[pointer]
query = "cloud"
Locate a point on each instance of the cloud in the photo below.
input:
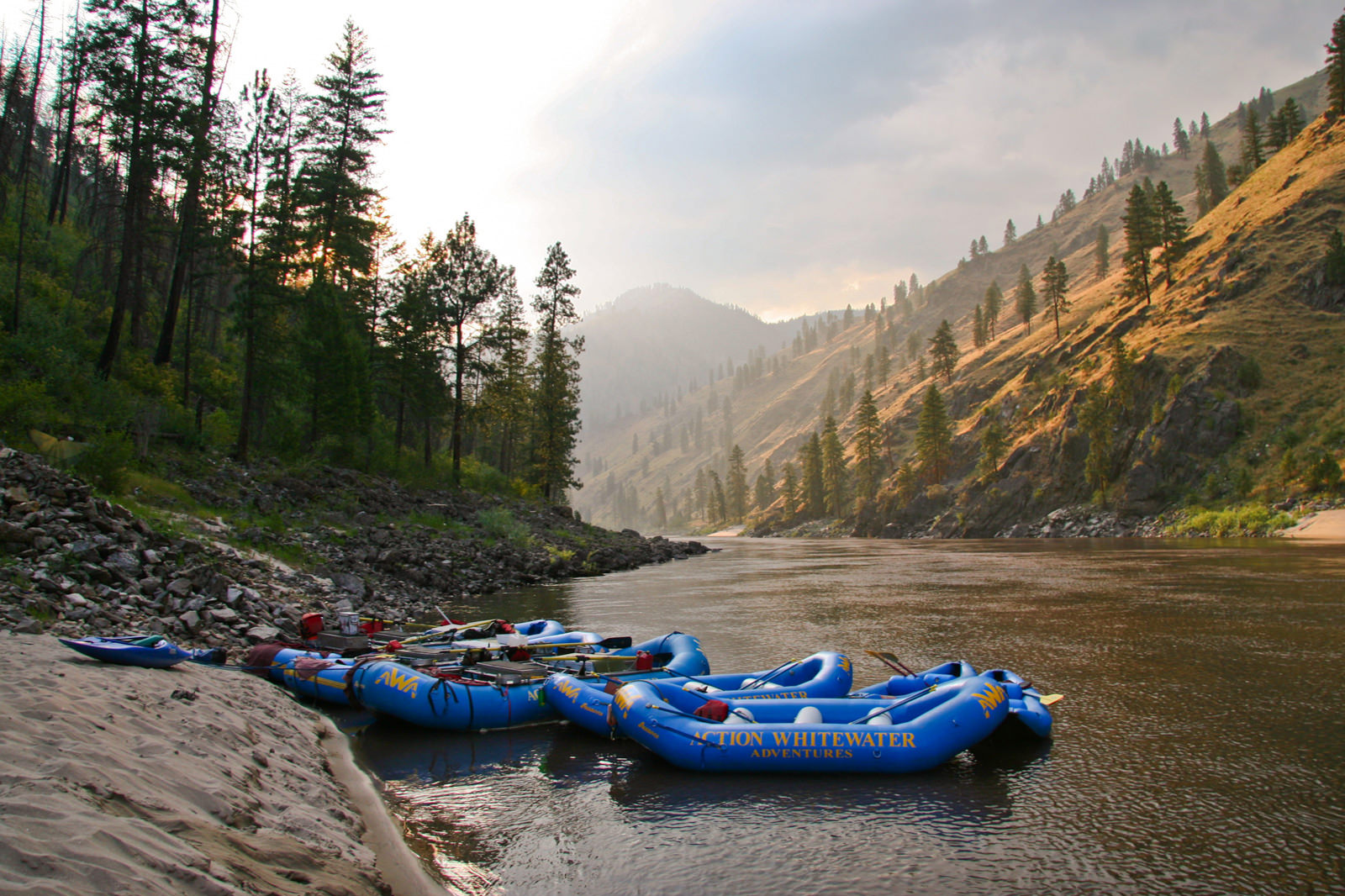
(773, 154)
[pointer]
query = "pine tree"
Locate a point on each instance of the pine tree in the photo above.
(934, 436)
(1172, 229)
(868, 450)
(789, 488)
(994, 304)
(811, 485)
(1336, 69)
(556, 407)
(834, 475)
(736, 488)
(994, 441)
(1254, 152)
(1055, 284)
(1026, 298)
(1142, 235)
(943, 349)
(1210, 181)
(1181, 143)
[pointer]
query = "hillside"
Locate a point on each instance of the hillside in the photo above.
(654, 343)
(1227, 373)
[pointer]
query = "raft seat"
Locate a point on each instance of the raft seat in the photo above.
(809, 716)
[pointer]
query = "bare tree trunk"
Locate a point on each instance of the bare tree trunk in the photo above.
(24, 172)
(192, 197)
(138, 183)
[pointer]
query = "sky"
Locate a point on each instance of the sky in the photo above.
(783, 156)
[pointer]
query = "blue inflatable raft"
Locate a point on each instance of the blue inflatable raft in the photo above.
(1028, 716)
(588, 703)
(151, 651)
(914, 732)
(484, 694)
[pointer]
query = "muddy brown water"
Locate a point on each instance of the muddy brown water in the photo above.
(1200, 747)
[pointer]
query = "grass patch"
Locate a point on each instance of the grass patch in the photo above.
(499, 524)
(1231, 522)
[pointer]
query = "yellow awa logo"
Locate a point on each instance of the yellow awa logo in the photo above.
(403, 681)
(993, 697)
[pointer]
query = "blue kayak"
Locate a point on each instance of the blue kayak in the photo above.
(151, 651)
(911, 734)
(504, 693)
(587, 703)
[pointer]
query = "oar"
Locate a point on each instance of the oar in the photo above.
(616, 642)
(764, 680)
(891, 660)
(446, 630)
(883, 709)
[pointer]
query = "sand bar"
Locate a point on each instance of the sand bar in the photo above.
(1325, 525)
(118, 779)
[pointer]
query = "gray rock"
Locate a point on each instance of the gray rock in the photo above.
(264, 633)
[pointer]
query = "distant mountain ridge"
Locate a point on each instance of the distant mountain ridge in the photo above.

### [What you need to do]
Repeat the material above word for word and skip every image in it.

### [Full response]
[pointer]
query = "cloud"
Locate a point on each instance of the cloud in the photo below.
input:
(773, 154)
[pointer]
query = "pine tree"
Locate a point on each instance of the pine tree in the photo above.
(934, 436)
(1172, 229)
(868, 450)
(789, 488)
(994, 304)
(811, 485)
(1336, 69)
(556, 407)
(834, 475)
(736, 488)
(994, 441)
(1254, 152)
(1055, 284)
(1026, 298)
(1142, 235)
(943, 349)
(1210, 181)
(1181, 143)
[pointer]
query = "hillside"
Locate a point on each instance of the hillside in the photo above.
(654, 343)
(1227, 373)
[pointer]
query = "raft seat"
Locate a point on each instance of the raft seat in the photo above.
(809, 716)
[pointer]
query = "bare tree trunk"
Locate a point on each instance of the bare tree trunk in the photo above.
(24, 172)
(192, 197)
(138, 183)
[pointer]
query = "sky"
Locate a point on each instance of the sky in the photo above.
(783, 156)
[pointer]
query = "blue inflatable raft"
Locate a point on each instance of the blue inflatable raft in the photo above.
(1028, 716)
(588, 703)
(151, 651)
(914, 732)
(484, 694)
[pointer]
query = "muddy brown water"
Locate a point on each instance of the muddy brown water in the photo above.
(1200, 747)
[pointer]
query = "grass patch"
Locate a point on each instance of the grass patch in the photo above.
(499, 524)
(1231, 522)
[pointer]
query = "yellow awa logo"
Locate a point on each instance of the yellow awa logo in the photo above.
(403, 681)
(993, 697)
[pointer]
query = "blue kayak"
Locate a point on each instance of the blue kayak in the photo above.
(151, 651)
(911, 734)
(504, 693)
(587, 703)
[pointer]
query = "oar"
Locate a point on each instance of the oar in the photo above.
(616, 642)
(764, 680)
(891, 660)
(446, 630)
(883, 709)
[pointer]
query = "sand bar"
Locate a point on each instance of the sand bar in the photo above.
(1325, 525)
(118, 779)
[pointer]
query = "gray rock"
Locate a point on each instance of the gray rock in the photo above.
(264, 633)
[pointer]
query = "distant mountain ridge"
Locate a point on each instance of the distant mountain ridge in the photo above.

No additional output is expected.